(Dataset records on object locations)
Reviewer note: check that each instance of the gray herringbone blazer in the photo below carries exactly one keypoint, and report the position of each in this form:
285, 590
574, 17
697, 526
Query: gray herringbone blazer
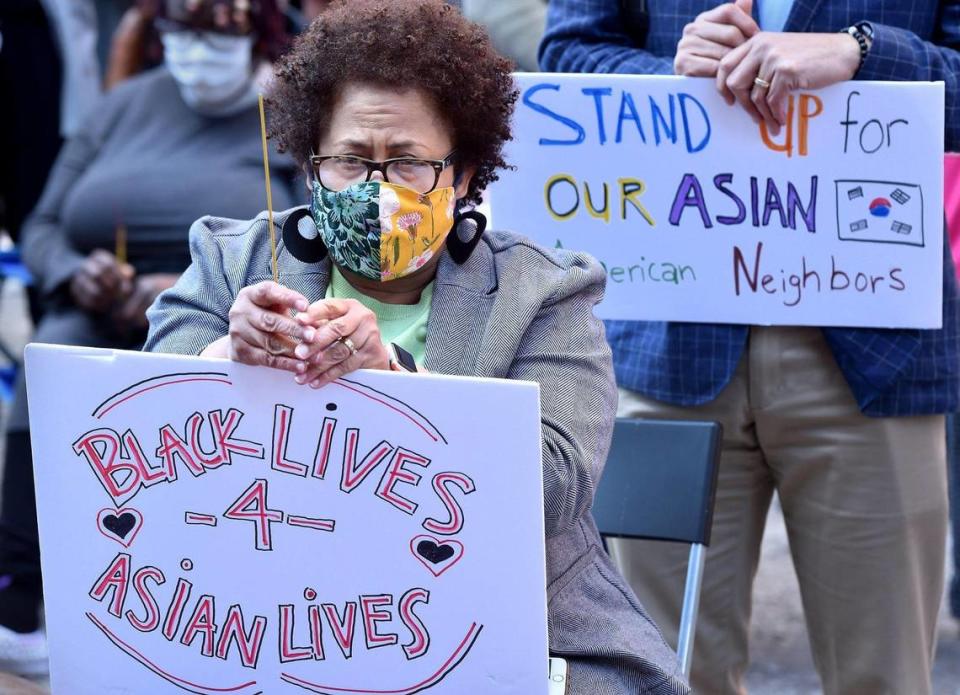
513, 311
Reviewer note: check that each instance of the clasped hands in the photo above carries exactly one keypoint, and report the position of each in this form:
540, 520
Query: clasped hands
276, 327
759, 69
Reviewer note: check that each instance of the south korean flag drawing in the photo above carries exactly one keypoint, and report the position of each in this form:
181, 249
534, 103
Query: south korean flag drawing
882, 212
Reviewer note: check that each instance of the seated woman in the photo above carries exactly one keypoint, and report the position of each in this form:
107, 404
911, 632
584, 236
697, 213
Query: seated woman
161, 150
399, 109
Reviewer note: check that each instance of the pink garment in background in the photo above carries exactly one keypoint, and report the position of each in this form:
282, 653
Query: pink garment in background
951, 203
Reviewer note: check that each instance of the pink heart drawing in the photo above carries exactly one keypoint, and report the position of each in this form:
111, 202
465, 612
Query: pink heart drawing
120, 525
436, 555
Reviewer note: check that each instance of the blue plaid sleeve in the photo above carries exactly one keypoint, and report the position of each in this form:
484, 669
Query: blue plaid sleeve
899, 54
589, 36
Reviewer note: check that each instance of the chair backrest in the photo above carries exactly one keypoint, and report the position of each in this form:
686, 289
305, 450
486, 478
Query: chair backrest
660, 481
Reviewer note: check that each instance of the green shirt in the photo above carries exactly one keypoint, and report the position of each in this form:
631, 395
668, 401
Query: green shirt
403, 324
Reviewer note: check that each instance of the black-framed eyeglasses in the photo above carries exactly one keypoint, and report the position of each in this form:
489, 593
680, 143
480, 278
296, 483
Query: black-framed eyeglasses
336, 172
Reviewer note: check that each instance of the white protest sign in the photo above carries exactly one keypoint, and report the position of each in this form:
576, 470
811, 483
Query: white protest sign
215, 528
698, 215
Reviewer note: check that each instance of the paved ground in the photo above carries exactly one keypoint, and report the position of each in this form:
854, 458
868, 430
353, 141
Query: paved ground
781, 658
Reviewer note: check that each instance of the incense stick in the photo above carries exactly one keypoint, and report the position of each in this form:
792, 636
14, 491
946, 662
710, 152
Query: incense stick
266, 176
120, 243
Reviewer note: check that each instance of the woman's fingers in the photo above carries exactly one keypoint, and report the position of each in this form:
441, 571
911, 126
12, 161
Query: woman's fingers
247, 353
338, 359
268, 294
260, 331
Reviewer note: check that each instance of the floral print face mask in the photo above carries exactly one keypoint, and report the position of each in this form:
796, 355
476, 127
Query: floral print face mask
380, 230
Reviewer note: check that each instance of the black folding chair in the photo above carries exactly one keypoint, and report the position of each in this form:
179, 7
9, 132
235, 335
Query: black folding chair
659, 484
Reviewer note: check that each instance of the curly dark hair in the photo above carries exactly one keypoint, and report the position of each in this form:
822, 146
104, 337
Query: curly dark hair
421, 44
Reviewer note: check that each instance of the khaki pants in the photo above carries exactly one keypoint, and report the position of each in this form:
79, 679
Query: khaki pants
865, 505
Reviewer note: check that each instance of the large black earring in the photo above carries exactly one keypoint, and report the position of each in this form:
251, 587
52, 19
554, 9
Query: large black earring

- STATED EXERCISE: Please reproduce every one of the records above word for word, leaving the pictures out of your copy.

- FULL OUTPUT:
Reviewer note: check that each instance of the gray herringbone blazer in the photo below carries exactly one keypoint, and report the position of each in this form:
285, 590
574, 17
697, 526
Query: gray herringbone blazer
513, 311
Reviewer note: check that each instance of the clasped hands in the photo above carries exactly one keypoint, and report the position of each in this form:
540, 520
Query: clasped hands
276, 327
759, 69
Reviewer note: check that each instance of the south korean flag drawing in the photo above carries exactly one keypoint, and report the position of each in this form:
181, 249
534, 103
Query: south korean flag drawing
882, 212
Reviewer note: check that each instance of the seated woman in the photo above carries exactly one keypoint, and report the position of each in this form:
107, 404
911, 632
584, 236
697, 213
Query: seated woman
161, 150
399, 109
Reviewer note: check that each instance of the pink garment in background in the photo above carries exactly one keypoint, and report the position of each in this form:
282, 653
Query: pink garment in background
951, 203
Reviewer note: check that each instance of the pink heart drawing in the photo above carries exactly one keypoint, and report the position of each in this form:
111, 202
465, 612
Query: pink heart drawing
120, 525
436, 555
Reviewer note: check that each instance of the blue plaid sleeve in the photo above carries exactly one keypoint, and report the position of each in this form:
484, 669
Query: blue plaid sleeve
899, 54
589, 36
Reviewer note: check that each instance of the chair backrest in the photo above carries exactly one keypoint, and report the position of each in this form:
686, 289
305, 450
486, 478
Query: chair backrest
660, 481
Reviewer note: check that each instance of the green shirt in the photo above carries exactly one keypoint, and report the position of each in this form:
631, 395
668, 401
Query: green shirt
403, 324
Reviewer note: check that each instance of the black-framed eyeglasses in the photo above carries exactly one keypoint, and report the position of each in this form:
489, 593
680, 143
480, 278
296, 483
Query: black-framed eyeglasses
336, 172
Reviewer note: check that each instance of the white protest sign in the photo above carries exactly one keypoint, and report the position of each in this form:
576, 470
811, 483
Query: white protest sign
215, 528
698, 215
Reviewer note: check that each instance of the paved ground in the photo above carries exactly one keypoint, and report the position of each in this form:
854, 458
868, 430
353, 141
Query: paved ground
781, 658
Reviewer note: check that each instance of the incense stick in the photo above carries exactly one keypoint, and report the position of each in this form:
792, 636
14, 491
946, 662
710, 152
Query: incense stick
266, 176
120, 243
Reviewer note: check that each instance of the woman's fingers in the photo above carries exactly one keypoint, and report the position of each in this form:
441, 571
911, 126
12, 161
Query: woman's fingers
247, 353
338, 359
268, 294
260, 331
Reviewer note: check that each instance of the floral print face mask in the photo above carries exactly one keypoint, and report the position of each in this form:
796, 355
476, 127
Query: floral print face mask
380, 230
Reviewer note: check that each instance of the black folding chair in the photo above carries exactly one keypoint, and report the position of each in this form:
179, 7
9, 132
235, 335
Query: black folding chair
659, 484
Reviewer note: check that each instance of the curly dark hair in the photo above carries exactly one keypoint, and report the position of each in this form:
822, 146
104, 337
Query: curly dark hair
421, 44
Reviewer note: check that each instance of the khaki pants in the photo above carries exactly one keypoint, and report the position of each in this form:
79, 679
Query: khaki pants
865, 505
Reviewer note: check that each instance of the large black earring in the photo above carries exactly one keypoint, and report the position of each in this form:
251, 587
52, 19
554, 9
Query: large black earring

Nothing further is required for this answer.